◆ Source extract ◆
■ ■ ■ ■

X: So where is the cleantech investment ecosystem headed, more broadly?

AP: We need a lot more excitement around cleantech for people to jump into cleantech. The ecosystem is just so small right now, also for the services people. MIT is in the forefront, UMass is also there, and there are a lot of professionals from the IT side.

MassCEC is trying to do more project finance stuff. For example, you build a wind turbine that’s sexy, and nobody wants to build it, so you take the risk. Some new models will emerge that are more like a hedge fund. But the [limited partner] business is such that they don’t have a clean bucket for that. You’re either doing venture debt, or private equity, or a hedge fund. The question for our industry is, what is the real exit, what is that multiple you expect to get? I don’t know all the answers. You’ll see a lot more deals tied up with strategic investors—VCs will go into a company alongside GE’s or Siemens’s venture group.

Even though the capital intensity might be $30-40 million to get to break-even, and I’m putting in a sliver of $500K in a $2 million round, it’s really great engineering. Take Solartrec [a solar startup based in Somerville, MA]. The goal is to get to the prototype. By mid-next year, they’ll go out to raise a $5-10 million round. The goal is to move the needle now. For a Series A investor, that makes total sense. They need to see the proof of concept here. The runway from there is still probably another $20 million beyond that. But the metrics are in line with what cleantech folks are getting used to these days. These are not software metrics—you don’t build a company for $20 million all in. But the remainder could be done through government loan guarantee programs, and venture debt can be used.

■ ■ ■ ■

(Dataset records on where objects are located)
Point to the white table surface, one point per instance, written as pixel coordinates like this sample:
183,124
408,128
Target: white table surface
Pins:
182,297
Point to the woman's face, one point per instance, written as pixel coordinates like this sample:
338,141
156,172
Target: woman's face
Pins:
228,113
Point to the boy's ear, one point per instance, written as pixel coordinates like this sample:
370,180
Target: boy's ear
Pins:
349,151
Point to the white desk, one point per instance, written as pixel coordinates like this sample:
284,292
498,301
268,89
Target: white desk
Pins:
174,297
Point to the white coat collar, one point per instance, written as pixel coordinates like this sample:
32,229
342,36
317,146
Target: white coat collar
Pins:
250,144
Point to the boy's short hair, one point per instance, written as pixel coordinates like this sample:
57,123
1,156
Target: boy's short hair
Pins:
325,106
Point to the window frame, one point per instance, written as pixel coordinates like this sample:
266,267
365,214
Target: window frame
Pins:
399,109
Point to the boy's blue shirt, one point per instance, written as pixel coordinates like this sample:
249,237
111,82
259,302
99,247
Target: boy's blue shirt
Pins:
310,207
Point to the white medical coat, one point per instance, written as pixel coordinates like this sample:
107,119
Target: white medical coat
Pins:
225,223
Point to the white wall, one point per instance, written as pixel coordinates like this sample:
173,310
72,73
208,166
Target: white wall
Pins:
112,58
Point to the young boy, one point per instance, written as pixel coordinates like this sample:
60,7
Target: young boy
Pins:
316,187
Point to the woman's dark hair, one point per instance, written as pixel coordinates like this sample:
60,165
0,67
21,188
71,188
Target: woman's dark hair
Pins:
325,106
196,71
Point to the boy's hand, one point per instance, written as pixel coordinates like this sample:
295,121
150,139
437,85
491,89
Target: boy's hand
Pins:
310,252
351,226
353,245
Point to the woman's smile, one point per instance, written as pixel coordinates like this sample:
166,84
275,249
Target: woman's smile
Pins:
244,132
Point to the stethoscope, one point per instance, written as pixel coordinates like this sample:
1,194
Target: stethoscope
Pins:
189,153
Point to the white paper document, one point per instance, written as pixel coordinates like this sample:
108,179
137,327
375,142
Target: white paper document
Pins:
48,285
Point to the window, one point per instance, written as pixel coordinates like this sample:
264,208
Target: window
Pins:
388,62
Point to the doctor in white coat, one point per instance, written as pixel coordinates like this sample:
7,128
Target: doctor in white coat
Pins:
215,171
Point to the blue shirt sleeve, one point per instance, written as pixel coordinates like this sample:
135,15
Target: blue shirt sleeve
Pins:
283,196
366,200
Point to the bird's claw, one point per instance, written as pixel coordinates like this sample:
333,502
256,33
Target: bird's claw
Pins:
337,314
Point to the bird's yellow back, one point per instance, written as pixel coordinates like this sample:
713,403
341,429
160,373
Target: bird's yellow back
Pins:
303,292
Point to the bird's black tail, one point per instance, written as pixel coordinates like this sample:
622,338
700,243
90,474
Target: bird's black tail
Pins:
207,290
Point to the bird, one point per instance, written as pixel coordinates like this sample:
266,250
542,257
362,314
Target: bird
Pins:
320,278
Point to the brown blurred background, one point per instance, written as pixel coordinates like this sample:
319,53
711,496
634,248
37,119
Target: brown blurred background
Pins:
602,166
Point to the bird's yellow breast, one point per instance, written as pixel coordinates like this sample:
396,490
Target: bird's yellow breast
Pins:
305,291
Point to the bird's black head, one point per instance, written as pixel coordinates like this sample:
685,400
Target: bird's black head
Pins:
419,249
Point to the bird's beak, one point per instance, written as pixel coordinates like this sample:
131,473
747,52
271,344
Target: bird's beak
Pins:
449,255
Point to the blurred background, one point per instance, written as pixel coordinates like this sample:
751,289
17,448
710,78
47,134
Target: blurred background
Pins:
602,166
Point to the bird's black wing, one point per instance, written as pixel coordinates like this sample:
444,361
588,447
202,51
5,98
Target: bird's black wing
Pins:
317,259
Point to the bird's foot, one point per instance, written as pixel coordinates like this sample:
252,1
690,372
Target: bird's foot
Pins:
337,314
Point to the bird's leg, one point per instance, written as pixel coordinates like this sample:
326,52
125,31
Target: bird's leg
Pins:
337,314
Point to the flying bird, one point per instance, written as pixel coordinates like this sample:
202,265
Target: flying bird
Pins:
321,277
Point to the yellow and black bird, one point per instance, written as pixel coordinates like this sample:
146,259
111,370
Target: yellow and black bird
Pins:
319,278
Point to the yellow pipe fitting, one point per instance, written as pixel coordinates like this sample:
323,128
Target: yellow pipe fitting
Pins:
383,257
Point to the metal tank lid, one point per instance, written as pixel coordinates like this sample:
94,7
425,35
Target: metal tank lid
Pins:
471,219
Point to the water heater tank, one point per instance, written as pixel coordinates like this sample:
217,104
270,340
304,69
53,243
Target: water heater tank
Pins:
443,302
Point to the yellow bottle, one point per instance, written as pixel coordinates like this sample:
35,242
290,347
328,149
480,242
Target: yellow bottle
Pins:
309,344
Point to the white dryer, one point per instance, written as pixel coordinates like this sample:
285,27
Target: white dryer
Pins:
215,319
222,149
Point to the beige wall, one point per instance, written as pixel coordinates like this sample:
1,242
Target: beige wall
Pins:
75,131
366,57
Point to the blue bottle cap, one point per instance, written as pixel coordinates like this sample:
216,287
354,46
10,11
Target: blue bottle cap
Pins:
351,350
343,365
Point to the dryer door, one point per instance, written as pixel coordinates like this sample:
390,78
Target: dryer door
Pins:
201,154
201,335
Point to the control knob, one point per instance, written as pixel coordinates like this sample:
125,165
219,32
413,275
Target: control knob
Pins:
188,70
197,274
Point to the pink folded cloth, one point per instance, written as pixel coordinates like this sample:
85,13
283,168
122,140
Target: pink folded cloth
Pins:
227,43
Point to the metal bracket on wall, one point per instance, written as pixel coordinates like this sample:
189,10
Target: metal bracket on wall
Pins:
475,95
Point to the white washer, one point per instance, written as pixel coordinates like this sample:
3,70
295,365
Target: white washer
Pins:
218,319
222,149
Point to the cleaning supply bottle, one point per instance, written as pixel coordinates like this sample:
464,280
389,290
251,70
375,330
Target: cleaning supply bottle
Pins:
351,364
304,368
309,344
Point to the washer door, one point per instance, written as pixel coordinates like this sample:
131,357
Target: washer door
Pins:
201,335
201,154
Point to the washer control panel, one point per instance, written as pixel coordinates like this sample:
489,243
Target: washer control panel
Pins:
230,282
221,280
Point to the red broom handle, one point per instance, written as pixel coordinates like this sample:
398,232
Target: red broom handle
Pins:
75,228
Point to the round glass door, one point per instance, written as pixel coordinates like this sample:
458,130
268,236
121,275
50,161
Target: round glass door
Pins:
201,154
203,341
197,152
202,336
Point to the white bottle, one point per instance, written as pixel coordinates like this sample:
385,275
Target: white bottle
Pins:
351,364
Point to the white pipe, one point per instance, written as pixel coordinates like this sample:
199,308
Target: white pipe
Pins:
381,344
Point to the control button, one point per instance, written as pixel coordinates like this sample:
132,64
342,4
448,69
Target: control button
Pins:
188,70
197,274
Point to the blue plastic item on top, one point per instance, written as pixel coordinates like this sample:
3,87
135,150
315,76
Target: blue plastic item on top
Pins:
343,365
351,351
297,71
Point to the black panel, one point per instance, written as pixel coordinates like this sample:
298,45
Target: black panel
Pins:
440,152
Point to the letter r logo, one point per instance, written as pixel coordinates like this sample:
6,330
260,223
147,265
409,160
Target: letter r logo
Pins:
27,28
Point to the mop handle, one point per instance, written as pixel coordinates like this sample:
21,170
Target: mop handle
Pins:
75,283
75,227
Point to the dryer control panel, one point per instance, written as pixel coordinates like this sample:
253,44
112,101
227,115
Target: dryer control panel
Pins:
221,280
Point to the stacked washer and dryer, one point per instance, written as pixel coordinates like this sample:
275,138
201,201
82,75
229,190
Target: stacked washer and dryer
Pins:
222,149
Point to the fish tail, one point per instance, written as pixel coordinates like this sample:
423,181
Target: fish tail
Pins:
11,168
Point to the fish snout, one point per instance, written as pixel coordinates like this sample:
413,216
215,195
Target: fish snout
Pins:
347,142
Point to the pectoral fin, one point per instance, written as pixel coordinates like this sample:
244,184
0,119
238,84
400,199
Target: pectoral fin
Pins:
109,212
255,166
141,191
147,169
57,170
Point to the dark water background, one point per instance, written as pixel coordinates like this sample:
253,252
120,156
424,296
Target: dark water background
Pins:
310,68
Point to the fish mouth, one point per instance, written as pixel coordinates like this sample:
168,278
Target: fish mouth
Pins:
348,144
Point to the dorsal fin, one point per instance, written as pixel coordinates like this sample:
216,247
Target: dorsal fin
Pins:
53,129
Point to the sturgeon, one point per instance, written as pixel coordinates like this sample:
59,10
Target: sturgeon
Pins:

■ ■ ■ ■

◆ Brief A ◆
In the cleantech investment interview, what size round does the speaker say Solartrec will go out to raise by mid-next year?
◆ Brief B ◆
List every organization or company named in the cleantech investment interview.
◆ Brief C ◆
Write the next part of the cleantech investment interview, picking up after its final sentence.
The data is not needed for this work.

◆ Exercise output A ◆
A $5-10 million round.

◆ Exercise output B ◆
MIT, UMass, MassCEC, GE, Siemens, Solartrec

◆ Exercise output C ◆
X: How will you gauge the success of your investments, and your fund?

AP: One success metric is, who is the handoff to? Who are the top-tier investors I was able to bring in? Another is if the company’s successful, what did they do for that particular area—whether it’s algae, or biofuels. Did they move the needle, did they become thought leaders? Are they looked to as the next big emerging company? And the jobs they created. Ultimately if you’re going to be sustainable, you’re going to create some jobs, whether they’re higher engineering jobs or manufacturing jobs.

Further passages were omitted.